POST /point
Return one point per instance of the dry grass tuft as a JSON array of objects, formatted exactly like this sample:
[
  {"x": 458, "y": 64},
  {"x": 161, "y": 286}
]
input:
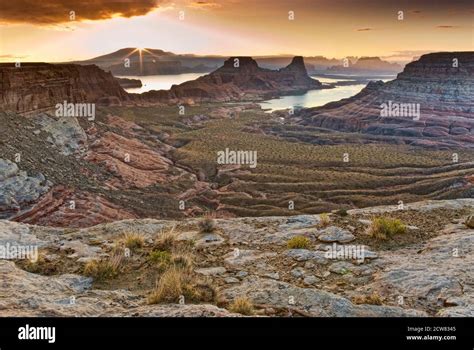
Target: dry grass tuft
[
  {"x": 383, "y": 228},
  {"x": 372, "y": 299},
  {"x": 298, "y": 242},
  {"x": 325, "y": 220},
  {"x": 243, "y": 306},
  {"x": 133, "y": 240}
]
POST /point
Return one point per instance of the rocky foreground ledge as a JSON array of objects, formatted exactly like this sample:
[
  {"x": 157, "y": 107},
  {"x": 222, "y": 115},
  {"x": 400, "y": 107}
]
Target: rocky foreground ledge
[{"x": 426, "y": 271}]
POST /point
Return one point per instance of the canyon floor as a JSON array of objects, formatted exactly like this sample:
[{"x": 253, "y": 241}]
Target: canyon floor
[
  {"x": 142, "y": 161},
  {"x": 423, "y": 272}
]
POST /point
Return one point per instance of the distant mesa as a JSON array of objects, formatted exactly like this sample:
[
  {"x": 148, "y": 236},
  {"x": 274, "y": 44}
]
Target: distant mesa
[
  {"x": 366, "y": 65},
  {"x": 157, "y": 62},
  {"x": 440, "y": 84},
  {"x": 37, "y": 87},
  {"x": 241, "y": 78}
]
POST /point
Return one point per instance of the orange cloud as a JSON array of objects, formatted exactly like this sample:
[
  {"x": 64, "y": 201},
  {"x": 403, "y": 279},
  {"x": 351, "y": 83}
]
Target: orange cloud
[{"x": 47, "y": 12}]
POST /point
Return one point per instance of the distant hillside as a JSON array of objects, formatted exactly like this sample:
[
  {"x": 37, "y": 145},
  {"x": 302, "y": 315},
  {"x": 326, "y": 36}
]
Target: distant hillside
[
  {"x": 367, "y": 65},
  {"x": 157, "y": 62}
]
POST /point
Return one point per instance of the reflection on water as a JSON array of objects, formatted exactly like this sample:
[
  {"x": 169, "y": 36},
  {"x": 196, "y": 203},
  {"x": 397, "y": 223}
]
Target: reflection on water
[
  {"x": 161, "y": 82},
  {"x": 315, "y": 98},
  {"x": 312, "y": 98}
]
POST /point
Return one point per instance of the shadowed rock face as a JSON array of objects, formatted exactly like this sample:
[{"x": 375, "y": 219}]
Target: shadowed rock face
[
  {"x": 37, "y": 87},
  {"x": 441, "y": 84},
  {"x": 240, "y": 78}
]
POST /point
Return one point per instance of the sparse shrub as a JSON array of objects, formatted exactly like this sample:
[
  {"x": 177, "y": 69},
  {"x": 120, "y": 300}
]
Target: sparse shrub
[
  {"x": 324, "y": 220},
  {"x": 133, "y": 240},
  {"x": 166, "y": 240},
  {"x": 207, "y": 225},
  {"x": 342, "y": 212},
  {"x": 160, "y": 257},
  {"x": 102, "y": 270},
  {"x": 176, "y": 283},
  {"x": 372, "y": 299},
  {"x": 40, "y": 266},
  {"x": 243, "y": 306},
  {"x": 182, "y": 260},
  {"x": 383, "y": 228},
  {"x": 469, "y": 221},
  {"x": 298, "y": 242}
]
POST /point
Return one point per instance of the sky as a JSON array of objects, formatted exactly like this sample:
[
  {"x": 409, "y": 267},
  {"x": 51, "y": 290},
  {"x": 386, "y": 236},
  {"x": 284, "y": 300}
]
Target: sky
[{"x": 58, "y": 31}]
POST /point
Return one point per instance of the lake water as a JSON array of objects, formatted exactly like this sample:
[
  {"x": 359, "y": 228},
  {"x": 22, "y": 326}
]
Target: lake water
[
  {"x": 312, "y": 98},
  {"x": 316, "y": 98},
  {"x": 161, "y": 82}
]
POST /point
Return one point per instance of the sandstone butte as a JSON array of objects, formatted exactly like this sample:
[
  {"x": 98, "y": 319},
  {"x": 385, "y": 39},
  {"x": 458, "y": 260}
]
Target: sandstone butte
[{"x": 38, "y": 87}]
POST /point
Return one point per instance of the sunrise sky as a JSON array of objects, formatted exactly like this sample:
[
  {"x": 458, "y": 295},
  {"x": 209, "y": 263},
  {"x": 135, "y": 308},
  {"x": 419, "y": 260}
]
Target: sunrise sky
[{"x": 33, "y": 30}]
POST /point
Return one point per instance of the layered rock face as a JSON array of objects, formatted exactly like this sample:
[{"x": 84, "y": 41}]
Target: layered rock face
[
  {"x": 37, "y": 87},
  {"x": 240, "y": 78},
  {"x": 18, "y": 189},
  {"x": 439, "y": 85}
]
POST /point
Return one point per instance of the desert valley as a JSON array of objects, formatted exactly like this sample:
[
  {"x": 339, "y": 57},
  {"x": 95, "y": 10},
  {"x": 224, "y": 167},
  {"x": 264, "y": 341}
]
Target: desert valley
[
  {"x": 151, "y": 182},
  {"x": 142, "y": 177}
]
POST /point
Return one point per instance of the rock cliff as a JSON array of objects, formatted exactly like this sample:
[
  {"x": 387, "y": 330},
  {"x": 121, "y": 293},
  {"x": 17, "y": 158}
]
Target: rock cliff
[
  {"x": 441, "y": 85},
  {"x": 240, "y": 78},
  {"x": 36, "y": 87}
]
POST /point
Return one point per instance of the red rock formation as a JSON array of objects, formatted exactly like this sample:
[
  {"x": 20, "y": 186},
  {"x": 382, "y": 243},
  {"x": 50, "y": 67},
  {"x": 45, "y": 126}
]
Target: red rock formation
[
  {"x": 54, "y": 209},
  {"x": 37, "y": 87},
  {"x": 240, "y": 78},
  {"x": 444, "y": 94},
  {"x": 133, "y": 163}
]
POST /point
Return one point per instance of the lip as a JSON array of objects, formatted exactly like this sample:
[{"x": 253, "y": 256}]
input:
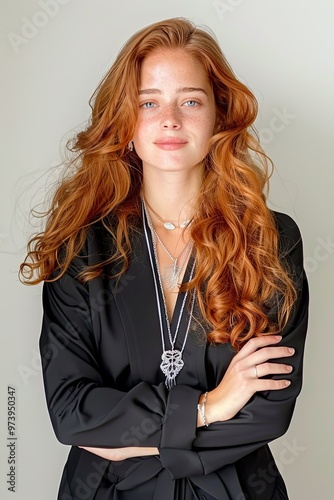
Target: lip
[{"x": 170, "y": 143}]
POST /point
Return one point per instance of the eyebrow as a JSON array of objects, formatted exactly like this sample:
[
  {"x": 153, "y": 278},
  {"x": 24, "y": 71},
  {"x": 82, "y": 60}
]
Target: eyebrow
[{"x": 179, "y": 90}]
• • • • •
What you have to do ▸ Omit the pictures, and quote the material above exactly as given.

Written response ▸
POST /point
Return one point per instance of the dry grass tuft as a JSON array of objects, formatted exactly like this sample:
[
  {"x": 458, "y": 64},
  {"x": 161, "y": 286}
]
input:
Target: dry grass tuft
[
  {"x": 383, "y": 228},
  {"x": 372, "y": 299},
  {"x": 298, "y": 242},
  {"x": 325, "y": 220},
  {"x": 243, "y": 306},
  {"x": 133, "y": 240}
]
POST /point
Return one point per instance of the rocky foreground ledge as a JSON array of objects, formatted exactly like this sample:
[
  {"x": 157, "y": 107},
  {"x": 222, "y": 115},
  {"x": 400, "y": 107}
]
Target: rocky foreground ledge
[{"x": 426, "y": 271}]
POST /point
Return one point per instance of the canyon floor as a JSON array of objects, formatted exactly like this sample:
[{"x": 253, "y": 241}]
Target: canyon floor
[
  {"x": 142, "y": 161},
  {"x": 423, "y": 272}
]
POST /point
Return one point per instance of the distant mesa as a JSON array of objects, formatted exactly like this sample:
[
  {"x": 148, "y": 236},
  {"x": 274, "y": 44}
]
Target: distant mesa
[
  {"x": 366, "y": 65},
  {"x": 157, "y": 62},
  {"x": 440, "y": 84},
  {"x": 37, "y": 87},
  {"x": 241, "y": 78}
]
POST /point
Return one point per instance of the orange cloud as a JSON array of objects, formatted exactly like this sample:
[
  {"x": 64, "y": 201},
  {"x": 403, "y": 279},
  {"x": 351, "y": 83}
]
Target: orange cloud
[{"x": 47, "y": 12}]
POST /point
Return one point per instance of the distant hillside as a JSON array of objects, formatted exactly like this sample:
[
  {"x": 37, "y": 145},
  {"x": 302, "y": 315},
  {"x": 326, "y": 36}
]
Target: distant hillside
[
  {"x": 367, "y": 65},
  {"x": 157, "y": 62}
]
POST /point
Return one point per instance of the reflection on water as a JSON array of objects, formatted exactly like this sample:
[
  {"x": 169, "y": 36},
  {"x": 196, "y": 203},
  {"x": 397, "y": 223}
]
Target: reflection on water
[
  {"x": 161, "y": 82},
  {"x": 315, "y": 98},
  {"x": 312, "y": 98}
]
POST /point
Return one point per instance of the shadowed rock face as a JSON array of objects, formatted exactly like this sample:
[{"x": 375, "y": 219}]
Target: shadowed rock face
[
  {"x": 37, "y": 87},
  {"x": 441, "y": 84},
  {"x": 240, "y": 78}
]
POST /point
Return one point per instance of the sparse shrub as a JSON array of objects, formatted exactly like this sample:
[
  {"x": 177, "y": 69},
  {"x": 120, "y": 300}
]
Target: sparse shrub
[
  {"x": 324, "y": 220},
  {"x": 133, "y": 240},
  {"x": 166, "y": 240},
  {"x": 207, "y": 225},
  {"x": 342, "y": 212},
  {"x": 160, "y": 257},
  {"x": 102, "y": 270},
  {"x": 176, "y": 283},
  {"x": 372, "y": 299},
  {"x": 40, "y": 266},
  {"x": 243, "y": 306},
  {"x": 182, "y": 260},
  {"x": 383, "y": 228},
  {"x": 469, "y": 221},
  {"x": 298, "y": 242}
]
POST /point
Return one point per instance of the sky as a JSON array of objects, formatted exactly like this sample:
[
  {"x": 409, "y": 267},
  {"x": 51, "y": 290},
  {"x": 386, "y": 236},
  {"x": 284, "y": 300}
]
Target: sky
[{"x": 58, "y": 31}]
POST /point
Return one point per instance of the lake water as a JSON array of objects, formatted exactly like this sample:
[
  {"x": 359, "y": 228},
  {"x": 22, "y": 326}
]
Target: lake water
[
  {"x": 312, "y": 98},
  {"x": 316, "y": 98},
  {"x": 161, "y": 82}
]
POST /point
Return one point per instance of the sandstone butte as a JSON array of objects, formatted exactly like this sample:
[
  {"x": 98, "y": 319},
  {"x": 385, "y": 39},
  {"x": 458, "y": 260}
]
Target: sandstone butte
[{"x": 38, "y": 87}]
POST /point
Return one point per instance of the sunrise sky as a JSON array of objects, formatted exactly like this sample:
[
  {"x": 458, "y": 295},
  {"x": 209, "y": 263},
  {"x": 135, "y": 308},
  {"x": 419, "y": 260}
]
Target: sunrise sky
[{"x": 33, "y": 30}]
POST /point
Return one point per instance of the layered rock face as a JSON array of objects, formatted exactly like this sample:
[{"x": 84, "y": 41}]
Target: layered rock face
[
  {"x": 37, "y": 87},
  {"x": 240, "y": 78},
  {"x": 18, "y": 189},
  {"x": 439, "y": 85}
]
POST /point
Return one point per instance of the desert valley as a JSON array of objects, formatted exactly like this sample:
[
  {"x": 339, "y": 57},
  {"x": 95, "y": 10},
  {"x": 224, "y": 167},
  {"x": 264, "y": 341}
]
Target: desert valley
[
  {"x": 151, "y": 182},
  {"x": 142, "y": 177}
]
POST /point
Return one point per instance of the rock cliff as a JSON array of objects, formatted exactly like this sample:
[
  {"x": 387, "y": 330},
  {"x": 121, "y": 293},
  {"x": 17, "y": 158}
]
Target: rock cliff
[
  {"x": 441, "y": 85},
  {"x": 240, "y": 78},
  {"x": 36, "y": 87}
]
POST /point
Return one point per instance of the red rock formation as a JSON array of objects, formatted exactly like this sample:
[
  {"x": 20, "y": 186},
  {"x": 382, "y": 243},
  {"x": 50, "y": 67},
  {"x": 45, "y": 126}
]
Target: red rock formation
[
  {"x": 54, "y": 209},
  {"x": 37, "y": 87},
  {"x": 240, "y": 78},
  {"x": 444, "y": 94},
  {"x": 133, "y": 163}
]
POST /point
Return one point per instance of the lip as a JSON array of objects, formatted exactly like this sample:
[{"x": 253, "y": 256}]
input:
Target: lip
[{"x": 170, "y": 143}]
POST /point
Return one point per instance of the eyebrow as a JSON array of objects, formatted exactly like this sample:
[
  {"x": 153, "y": 278},
  {"x": 24, "y": 71},
  {"x": 82, "y": 60}
]
Target: eyebrow
[{"x": 179, "y": 90}]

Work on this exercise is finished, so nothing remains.